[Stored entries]
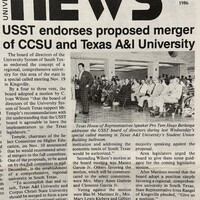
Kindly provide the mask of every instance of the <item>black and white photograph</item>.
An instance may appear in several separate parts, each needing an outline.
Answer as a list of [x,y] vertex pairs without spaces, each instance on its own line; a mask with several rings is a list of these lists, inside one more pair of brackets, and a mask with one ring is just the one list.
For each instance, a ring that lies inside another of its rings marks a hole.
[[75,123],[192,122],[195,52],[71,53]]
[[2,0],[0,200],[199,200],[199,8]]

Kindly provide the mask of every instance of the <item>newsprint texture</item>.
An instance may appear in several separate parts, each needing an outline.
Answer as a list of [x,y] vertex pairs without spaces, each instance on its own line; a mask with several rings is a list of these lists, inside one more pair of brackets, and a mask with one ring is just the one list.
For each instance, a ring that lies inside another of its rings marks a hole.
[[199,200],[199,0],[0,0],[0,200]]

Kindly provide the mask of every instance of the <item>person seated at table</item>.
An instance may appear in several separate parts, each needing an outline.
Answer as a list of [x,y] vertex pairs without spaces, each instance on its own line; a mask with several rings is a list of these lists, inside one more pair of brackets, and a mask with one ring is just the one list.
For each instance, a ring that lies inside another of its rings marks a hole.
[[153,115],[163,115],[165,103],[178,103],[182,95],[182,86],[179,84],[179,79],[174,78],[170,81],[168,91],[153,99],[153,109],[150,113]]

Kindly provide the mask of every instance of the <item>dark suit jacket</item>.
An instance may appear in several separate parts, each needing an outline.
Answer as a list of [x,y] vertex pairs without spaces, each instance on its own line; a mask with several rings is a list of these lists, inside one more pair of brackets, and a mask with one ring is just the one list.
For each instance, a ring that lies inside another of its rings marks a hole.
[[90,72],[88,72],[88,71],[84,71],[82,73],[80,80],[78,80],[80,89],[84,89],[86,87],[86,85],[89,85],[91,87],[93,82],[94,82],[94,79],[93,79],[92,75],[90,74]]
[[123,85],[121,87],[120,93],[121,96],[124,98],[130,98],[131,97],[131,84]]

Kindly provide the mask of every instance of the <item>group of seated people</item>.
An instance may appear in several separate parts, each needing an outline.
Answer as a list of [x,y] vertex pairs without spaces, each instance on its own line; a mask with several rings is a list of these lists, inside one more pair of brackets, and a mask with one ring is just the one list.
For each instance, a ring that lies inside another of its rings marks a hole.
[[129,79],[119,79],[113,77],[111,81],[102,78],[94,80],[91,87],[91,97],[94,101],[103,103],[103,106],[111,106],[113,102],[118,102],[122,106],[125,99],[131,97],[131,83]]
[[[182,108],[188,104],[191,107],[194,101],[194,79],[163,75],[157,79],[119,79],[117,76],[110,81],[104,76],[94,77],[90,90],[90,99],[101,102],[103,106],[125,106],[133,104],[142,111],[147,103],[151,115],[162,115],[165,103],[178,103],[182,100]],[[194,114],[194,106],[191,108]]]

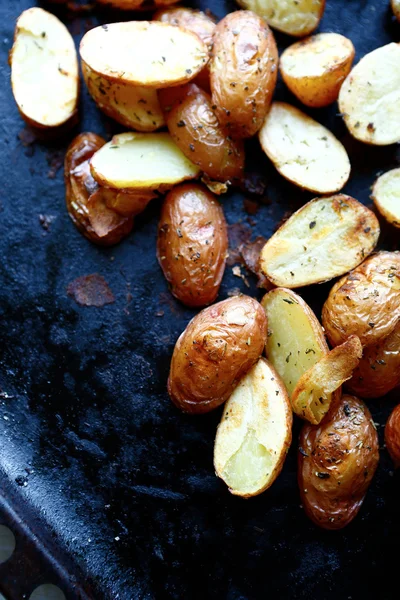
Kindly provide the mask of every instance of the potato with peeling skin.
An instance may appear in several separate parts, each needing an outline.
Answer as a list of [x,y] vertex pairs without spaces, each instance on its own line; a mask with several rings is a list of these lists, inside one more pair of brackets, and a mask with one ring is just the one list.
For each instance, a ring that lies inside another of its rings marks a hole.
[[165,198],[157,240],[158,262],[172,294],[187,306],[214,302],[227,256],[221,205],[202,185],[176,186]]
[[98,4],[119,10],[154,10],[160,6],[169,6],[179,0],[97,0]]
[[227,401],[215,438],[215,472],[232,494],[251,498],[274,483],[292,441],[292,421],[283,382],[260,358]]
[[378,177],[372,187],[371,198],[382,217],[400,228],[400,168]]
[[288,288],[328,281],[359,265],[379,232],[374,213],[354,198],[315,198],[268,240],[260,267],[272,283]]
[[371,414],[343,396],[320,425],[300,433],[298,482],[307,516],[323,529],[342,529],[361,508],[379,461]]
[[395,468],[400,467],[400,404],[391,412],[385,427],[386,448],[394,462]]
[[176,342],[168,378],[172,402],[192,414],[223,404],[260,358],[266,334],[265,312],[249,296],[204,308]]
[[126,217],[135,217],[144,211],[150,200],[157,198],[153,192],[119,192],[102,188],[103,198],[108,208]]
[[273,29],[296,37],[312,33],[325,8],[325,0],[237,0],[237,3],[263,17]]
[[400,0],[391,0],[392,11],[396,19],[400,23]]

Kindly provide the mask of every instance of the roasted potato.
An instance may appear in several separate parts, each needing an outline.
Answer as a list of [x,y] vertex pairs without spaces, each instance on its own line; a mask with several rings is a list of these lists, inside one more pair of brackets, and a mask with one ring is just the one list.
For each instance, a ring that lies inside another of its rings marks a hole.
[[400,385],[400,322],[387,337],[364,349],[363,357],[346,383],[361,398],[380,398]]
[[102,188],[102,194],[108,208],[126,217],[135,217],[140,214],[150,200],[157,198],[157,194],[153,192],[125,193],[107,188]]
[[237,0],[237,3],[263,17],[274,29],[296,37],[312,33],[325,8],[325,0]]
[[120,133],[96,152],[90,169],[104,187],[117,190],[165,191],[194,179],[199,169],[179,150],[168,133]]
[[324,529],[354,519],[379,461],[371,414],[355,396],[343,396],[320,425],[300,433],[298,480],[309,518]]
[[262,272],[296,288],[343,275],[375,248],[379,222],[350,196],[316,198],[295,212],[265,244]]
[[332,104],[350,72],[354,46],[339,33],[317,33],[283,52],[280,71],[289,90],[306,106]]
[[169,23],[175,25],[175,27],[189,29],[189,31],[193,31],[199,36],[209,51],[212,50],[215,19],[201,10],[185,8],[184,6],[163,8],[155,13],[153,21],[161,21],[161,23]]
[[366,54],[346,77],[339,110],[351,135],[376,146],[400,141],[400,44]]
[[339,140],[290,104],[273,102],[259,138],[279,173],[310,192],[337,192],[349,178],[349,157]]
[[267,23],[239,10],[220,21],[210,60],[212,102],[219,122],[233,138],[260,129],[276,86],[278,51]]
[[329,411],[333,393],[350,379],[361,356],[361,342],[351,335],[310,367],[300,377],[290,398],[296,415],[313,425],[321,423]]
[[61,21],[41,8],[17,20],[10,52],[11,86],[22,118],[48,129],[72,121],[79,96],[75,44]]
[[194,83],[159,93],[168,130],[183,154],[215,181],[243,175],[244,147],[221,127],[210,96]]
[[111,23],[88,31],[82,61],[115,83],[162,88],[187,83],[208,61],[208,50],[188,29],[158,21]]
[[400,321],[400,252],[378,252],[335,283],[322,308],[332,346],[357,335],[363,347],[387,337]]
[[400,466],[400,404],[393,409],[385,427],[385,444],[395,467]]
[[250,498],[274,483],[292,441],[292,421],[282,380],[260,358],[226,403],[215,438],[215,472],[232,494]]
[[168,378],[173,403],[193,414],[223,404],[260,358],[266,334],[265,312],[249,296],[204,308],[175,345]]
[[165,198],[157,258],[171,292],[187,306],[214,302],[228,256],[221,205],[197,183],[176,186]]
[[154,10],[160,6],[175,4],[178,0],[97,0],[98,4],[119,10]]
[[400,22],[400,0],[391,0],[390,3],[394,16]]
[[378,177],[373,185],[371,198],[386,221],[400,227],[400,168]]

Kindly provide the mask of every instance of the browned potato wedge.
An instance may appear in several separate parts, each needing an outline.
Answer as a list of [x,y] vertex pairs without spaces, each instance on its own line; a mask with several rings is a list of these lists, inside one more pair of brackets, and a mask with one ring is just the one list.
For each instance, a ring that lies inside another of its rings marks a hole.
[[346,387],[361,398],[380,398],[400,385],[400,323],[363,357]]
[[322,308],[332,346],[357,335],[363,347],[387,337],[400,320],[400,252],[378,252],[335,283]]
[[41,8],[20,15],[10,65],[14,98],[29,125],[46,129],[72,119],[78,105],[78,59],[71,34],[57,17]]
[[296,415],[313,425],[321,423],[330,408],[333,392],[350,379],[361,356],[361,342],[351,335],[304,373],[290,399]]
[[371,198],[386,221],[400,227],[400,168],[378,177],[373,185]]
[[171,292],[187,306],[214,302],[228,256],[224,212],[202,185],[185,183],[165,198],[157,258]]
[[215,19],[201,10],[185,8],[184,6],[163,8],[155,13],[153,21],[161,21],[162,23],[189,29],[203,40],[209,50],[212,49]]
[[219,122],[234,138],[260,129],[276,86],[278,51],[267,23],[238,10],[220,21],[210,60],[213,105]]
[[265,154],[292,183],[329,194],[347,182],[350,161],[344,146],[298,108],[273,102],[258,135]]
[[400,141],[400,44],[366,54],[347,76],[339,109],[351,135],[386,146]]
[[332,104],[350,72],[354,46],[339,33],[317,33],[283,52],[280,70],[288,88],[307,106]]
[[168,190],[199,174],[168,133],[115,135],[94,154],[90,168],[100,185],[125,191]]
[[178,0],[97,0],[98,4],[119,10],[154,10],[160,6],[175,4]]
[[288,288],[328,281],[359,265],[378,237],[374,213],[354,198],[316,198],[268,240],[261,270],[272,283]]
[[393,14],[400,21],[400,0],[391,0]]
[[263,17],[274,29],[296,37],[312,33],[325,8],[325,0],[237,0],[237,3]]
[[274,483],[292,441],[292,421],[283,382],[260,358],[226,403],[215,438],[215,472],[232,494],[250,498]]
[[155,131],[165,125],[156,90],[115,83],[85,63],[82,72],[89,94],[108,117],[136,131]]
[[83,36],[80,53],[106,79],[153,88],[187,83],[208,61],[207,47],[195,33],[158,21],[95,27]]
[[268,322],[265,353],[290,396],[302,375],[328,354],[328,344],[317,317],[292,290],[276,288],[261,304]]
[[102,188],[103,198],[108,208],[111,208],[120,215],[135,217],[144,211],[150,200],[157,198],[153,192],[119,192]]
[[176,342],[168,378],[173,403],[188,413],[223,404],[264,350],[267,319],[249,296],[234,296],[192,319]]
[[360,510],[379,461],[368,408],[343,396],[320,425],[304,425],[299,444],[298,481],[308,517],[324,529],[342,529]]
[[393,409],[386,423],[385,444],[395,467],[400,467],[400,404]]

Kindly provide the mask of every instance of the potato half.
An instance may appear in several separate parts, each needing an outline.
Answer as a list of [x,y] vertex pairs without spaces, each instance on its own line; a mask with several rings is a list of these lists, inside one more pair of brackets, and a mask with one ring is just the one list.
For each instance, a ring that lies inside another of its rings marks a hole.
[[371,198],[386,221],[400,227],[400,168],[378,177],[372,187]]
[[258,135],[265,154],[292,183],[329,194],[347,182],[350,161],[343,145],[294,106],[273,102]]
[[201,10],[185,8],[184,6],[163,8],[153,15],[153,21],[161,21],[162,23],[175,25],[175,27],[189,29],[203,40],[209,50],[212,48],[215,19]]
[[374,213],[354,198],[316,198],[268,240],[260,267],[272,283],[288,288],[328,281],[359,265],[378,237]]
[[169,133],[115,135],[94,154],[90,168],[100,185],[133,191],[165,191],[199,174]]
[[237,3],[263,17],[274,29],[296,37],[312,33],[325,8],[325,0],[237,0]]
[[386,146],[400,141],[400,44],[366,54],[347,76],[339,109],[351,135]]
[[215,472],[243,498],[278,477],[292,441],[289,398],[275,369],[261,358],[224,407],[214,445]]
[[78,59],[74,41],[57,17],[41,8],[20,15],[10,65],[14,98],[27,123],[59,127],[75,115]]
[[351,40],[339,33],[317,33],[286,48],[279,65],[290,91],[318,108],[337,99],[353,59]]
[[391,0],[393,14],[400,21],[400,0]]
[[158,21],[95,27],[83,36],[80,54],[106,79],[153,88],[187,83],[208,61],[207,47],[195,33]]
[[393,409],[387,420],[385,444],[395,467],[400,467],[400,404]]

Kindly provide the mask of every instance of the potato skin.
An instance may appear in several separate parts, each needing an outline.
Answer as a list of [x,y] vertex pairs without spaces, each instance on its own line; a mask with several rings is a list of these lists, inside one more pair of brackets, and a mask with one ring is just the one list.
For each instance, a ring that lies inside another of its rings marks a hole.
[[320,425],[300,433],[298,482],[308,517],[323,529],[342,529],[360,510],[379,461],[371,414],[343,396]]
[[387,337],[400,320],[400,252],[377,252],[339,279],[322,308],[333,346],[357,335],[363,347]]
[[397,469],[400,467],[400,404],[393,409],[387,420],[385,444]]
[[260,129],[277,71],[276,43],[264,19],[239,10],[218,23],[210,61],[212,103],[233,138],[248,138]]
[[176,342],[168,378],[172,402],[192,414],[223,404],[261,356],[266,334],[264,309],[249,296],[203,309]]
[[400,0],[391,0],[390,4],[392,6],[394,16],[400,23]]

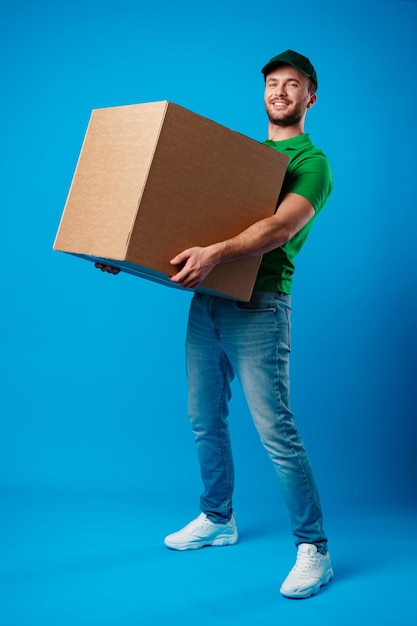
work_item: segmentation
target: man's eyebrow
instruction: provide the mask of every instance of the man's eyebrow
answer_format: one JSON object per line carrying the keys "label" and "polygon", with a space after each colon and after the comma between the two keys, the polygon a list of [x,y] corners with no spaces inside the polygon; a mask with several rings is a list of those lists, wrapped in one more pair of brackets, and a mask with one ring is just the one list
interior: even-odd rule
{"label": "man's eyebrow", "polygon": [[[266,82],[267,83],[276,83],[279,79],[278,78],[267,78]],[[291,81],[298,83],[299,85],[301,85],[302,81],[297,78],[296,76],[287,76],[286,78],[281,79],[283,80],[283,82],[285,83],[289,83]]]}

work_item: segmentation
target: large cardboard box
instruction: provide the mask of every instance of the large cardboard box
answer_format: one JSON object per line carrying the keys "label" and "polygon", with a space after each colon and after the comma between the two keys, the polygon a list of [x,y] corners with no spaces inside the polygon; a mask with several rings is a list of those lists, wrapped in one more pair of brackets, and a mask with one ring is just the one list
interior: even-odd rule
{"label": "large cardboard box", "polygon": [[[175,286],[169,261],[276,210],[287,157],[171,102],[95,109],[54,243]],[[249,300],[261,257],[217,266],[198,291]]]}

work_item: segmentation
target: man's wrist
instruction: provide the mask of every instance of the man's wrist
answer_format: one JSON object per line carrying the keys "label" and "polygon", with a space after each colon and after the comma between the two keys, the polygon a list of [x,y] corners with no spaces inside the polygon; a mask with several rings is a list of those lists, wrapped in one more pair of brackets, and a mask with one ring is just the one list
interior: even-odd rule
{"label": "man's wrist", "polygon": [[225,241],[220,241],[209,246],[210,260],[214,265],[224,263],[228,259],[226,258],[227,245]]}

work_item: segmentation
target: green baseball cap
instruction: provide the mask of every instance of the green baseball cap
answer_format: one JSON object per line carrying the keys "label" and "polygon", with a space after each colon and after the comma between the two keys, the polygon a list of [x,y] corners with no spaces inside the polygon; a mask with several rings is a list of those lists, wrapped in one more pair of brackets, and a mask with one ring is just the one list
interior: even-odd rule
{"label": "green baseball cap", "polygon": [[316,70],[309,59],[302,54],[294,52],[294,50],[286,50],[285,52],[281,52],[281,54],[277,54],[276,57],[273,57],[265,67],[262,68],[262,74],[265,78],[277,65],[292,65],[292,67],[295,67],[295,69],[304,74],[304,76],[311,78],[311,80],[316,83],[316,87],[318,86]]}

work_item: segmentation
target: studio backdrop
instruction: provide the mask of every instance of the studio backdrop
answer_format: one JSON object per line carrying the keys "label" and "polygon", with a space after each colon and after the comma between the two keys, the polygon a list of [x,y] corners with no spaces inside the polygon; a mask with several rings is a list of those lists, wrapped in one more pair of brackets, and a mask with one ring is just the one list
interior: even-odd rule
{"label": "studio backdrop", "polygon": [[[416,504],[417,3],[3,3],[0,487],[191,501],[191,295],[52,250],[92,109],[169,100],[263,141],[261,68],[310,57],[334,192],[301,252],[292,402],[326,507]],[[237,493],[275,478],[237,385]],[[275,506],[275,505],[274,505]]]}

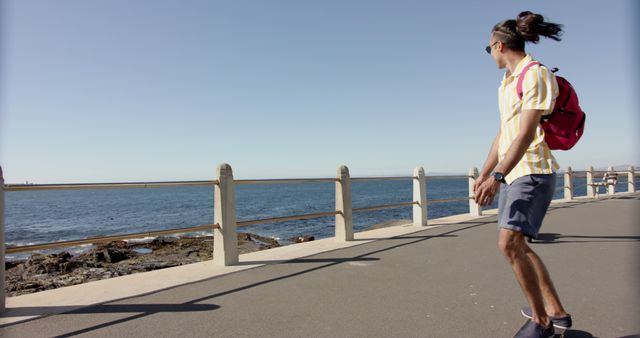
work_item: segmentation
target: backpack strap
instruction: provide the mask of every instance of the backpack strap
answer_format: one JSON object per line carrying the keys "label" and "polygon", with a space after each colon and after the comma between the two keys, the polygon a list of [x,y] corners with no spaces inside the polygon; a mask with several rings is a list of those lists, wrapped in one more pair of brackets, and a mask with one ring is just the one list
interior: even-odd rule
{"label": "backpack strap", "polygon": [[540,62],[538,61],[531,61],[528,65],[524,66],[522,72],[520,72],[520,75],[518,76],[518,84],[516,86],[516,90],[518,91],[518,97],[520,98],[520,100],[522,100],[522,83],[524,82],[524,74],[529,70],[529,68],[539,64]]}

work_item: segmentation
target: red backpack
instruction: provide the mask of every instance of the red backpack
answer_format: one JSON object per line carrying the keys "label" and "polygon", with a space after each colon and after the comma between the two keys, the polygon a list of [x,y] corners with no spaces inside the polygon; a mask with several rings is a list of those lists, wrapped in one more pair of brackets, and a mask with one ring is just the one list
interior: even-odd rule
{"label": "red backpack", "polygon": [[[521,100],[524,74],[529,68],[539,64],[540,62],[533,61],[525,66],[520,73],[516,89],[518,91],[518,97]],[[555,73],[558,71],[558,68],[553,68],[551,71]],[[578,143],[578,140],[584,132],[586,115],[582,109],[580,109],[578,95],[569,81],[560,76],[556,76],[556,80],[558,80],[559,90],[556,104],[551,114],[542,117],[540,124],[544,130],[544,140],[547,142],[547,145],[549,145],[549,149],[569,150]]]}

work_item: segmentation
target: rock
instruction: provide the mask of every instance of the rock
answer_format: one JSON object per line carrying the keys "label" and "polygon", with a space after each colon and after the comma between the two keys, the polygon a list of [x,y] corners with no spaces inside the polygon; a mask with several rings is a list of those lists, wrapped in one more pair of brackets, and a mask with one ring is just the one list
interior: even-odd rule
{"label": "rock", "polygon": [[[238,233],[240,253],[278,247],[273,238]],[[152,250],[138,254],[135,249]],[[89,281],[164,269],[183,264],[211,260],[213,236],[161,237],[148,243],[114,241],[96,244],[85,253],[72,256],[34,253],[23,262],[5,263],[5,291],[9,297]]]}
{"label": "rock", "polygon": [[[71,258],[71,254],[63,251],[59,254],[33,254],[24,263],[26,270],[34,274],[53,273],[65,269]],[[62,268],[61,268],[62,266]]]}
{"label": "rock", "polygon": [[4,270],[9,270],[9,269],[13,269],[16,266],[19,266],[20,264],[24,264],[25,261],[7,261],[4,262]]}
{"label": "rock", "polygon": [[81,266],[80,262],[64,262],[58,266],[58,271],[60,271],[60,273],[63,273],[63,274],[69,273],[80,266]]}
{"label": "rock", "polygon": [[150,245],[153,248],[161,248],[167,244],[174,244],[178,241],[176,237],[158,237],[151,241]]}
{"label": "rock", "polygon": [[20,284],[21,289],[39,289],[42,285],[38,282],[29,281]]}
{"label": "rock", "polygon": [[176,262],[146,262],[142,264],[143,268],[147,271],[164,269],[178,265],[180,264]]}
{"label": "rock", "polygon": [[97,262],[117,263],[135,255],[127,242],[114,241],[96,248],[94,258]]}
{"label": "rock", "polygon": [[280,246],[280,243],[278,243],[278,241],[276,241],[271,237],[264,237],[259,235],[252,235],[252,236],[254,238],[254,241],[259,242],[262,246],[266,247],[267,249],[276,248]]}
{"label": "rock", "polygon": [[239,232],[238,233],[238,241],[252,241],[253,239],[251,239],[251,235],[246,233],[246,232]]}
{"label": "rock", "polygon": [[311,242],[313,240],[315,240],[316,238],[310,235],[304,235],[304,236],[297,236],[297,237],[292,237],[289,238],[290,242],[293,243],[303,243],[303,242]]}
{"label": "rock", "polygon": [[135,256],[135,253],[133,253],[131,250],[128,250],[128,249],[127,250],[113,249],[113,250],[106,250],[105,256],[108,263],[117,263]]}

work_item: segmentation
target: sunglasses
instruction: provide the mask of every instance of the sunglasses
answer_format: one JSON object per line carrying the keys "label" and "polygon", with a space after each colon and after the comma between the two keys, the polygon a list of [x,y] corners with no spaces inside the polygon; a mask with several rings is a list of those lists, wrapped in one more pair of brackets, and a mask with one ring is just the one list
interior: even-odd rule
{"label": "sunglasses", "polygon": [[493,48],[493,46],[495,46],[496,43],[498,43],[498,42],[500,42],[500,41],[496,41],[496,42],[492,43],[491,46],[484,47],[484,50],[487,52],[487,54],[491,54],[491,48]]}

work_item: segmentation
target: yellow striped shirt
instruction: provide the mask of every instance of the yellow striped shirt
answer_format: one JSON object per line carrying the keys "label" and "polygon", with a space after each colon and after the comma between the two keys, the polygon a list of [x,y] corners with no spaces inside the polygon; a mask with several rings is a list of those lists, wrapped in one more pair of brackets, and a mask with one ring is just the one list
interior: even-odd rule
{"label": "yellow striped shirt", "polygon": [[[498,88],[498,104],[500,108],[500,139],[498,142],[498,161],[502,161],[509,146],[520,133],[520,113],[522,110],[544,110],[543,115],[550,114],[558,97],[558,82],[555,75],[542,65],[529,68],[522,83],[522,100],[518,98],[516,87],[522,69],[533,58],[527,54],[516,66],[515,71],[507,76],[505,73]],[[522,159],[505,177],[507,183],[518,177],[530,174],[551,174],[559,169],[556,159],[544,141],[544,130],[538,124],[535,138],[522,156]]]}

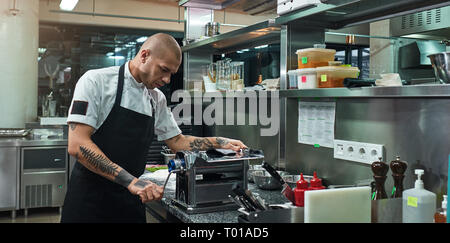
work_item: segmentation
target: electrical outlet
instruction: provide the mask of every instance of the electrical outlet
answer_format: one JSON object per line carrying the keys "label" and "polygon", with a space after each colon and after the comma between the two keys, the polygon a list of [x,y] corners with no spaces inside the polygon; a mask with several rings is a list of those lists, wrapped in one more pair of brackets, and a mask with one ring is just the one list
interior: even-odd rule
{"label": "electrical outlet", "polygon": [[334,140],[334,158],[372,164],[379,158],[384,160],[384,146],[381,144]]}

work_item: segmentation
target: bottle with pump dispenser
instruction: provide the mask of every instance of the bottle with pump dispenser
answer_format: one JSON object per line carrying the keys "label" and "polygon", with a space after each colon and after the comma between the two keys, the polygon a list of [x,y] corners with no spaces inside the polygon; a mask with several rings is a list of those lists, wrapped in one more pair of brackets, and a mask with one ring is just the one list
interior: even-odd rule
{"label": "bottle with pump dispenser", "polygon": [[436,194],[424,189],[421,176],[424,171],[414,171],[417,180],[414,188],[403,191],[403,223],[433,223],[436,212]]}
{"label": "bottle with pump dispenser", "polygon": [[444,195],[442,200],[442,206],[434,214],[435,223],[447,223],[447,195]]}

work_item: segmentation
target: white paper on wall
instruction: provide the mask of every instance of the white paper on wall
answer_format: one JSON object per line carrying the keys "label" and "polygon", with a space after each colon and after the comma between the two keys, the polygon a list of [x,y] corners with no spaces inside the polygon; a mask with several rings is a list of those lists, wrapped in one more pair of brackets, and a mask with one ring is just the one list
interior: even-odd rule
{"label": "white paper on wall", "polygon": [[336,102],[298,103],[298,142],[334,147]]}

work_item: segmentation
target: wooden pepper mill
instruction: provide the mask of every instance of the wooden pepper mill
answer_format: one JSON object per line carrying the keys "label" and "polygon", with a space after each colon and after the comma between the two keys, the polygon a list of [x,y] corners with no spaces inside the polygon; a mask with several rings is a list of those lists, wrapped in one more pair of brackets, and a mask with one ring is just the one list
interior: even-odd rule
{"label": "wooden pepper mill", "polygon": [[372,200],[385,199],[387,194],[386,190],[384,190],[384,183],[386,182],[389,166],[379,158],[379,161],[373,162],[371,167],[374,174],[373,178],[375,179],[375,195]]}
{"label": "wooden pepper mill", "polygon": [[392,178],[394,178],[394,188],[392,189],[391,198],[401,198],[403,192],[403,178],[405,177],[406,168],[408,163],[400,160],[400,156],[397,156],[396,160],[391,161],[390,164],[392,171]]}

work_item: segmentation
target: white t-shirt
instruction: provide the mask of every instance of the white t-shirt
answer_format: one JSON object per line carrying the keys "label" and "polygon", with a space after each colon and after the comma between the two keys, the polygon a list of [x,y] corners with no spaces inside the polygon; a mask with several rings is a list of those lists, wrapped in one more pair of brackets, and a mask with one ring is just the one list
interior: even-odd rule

▶ _What you will do_:
Each line above with the string "seated" in it should be located and copied.

▶ _Written reply_:
Kindly provide the mask of every instance of the <item>person seated at table</item>.
Kindly provide the mask of every instance of the <item>group of seated people</item>.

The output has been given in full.